#### BRIEF:
Continue the email about btrfs missing punched holes after fsync, picking up right after its last sentence.

#### PASSAGE:
+-------+

On Tue, Nov 19, 2019 at 12:07:33PM +0000, fdmanana@xxxxxxxxxx wrote:
> From: Filipe Manana <fdmanana@xxxxxxxx>
>
> When using the NO_HOLES feature, if we punch a hole into a file and then
> fsync it, there are cases where a subsequent fsync will miss the fact that
> a hole was punched, resulting in the holes not existing after replaying
> the log tree.
>
> Essentially these cases all imply that, tree-log.c:copy_items(), is not
> invoked for the leafs that delimit holes, because nothing changed those
> leafs in the current transaction. And it's precisely copy_items() where
> we currenly detect and log holes, which works as long as the holes are
> between file extent items in the input leaf or between the beginning of
> input leaf and the previous leaf or between the last item in the leaf
> and the next leaf.
>
> First example where we miss a hole:
>
> *) The extent items of the inode span multiple leafs;
>
> *) The punched hole covers a range that affects only the extent items of
> the first leaf;
>
> *) The fsync operation is done in full mode (BTRFS_INODE_NEEDS_FULL_SYNC
> is set in the inode's runtime flags).
>
> That results in the hole not existing after replaying the log tree.
>
> For example, if the fs/subvolume tree has the following layout for a
> particular inode:
>
> Leaf N, generation 10:
>
> [ ... INODE_ITEM INODE_REF EXTENT_ITEM (0 64K) EXTENT_ITEM (64K 128K) ]
>
> Leaf N + 1, generation 10:
>
> [ EXTENT_ITEM (128K 64K) ... ]
>
> If at transaction 11 we punch a hole coverting the range [0, 128K[, we end
> up dropping the two extent items from leaf N, but we don't touch the other
> leaf, so we end up in the following state:
>
> Leaf N, generation 11:
>
> [ ... INODE_ITEM INODE_REF ]
>
> Leaf N + 1, generation 10:
>
> [ EXTENT_ITEM (128K 64K) ... ]
>
> A full fsync after punching the hole will only process leaf N because it
> was modified in the current transaction, but not leaf N + 1, since it
> was not modified in the current transaction (generation 10 and not 11).

+-------+

#### DATA EXCERPTS:
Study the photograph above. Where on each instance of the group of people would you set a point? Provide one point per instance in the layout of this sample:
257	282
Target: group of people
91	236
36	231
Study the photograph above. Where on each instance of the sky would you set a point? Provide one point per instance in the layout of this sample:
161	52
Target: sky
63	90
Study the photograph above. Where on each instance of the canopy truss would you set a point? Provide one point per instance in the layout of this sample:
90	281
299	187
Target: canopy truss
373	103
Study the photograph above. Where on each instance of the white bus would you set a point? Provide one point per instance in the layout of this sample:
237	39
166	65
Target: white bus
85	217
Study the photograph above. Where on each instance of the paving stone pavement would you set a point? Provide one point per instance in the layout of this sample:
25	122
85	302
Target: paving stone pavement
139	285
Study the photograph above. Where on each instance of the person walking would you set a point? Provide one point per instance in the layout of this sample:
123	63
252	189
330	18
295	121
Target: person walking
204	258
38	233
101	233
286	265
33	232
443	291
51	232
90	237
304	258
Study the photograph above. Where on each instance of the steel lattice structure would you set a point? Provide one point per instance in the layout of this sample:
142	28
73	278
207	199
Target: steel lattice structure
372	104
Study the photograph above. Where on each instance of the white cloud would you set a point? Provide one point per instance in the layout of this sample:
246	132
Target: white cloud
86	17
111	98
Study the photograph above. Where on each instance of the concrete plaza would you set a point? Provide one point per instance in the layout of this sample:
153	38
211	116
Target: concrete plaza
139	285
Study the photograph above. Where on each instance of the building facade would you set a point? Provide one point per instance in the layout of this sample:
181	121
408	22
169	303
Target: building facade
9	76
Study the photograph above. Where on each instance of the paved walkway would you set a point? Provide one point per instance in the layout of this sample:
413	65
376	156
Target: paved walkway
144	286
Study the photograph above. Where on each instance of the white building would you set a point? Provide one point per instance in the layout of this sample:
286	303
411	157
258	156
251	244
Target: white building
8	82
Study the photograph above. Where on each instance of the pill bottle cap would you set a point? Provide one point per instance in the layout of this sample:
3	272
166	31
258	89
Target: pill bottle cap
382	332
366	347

+-------+

#### ANSWER FOR THE TASK:
> As a result the fsync will not log any holes, because it didn't process
> any leaf with extent items.
>
> Second example where we will miss a hole:
>
> *) An inode as its items spanning 5 (or more) leafs;
>
> *) A hole is punched and it covers only the extents items of the 3rd
> leaf. This resulsts in deleting the entire leaf and not touching any
> of the other leafs.
>
> So the only leaf that is modified in the current transaction, when
> punching the hole, is the first leaf, which contains the inode item.
> During the full fsync, the only leaf that is passed to copy_items()
> is that first leaf, and that's not enough for the hole detection
> code in copy_items() to determine there's a hole between the last
> file extent item in the 2nd leaf and the first file extent item in
> the 3rd leaf (which was the 4th leaf before punching the hole).
>
> Fix this by scanning all leafs and punch holes as necessary when doing a
> full fsync (less common than a non-full fsync) when the NO_HOLES feature
> is enabled. The lack of explicit file extent items to mark holes makes it
> necessary to scan existing extents to determine if holes exist.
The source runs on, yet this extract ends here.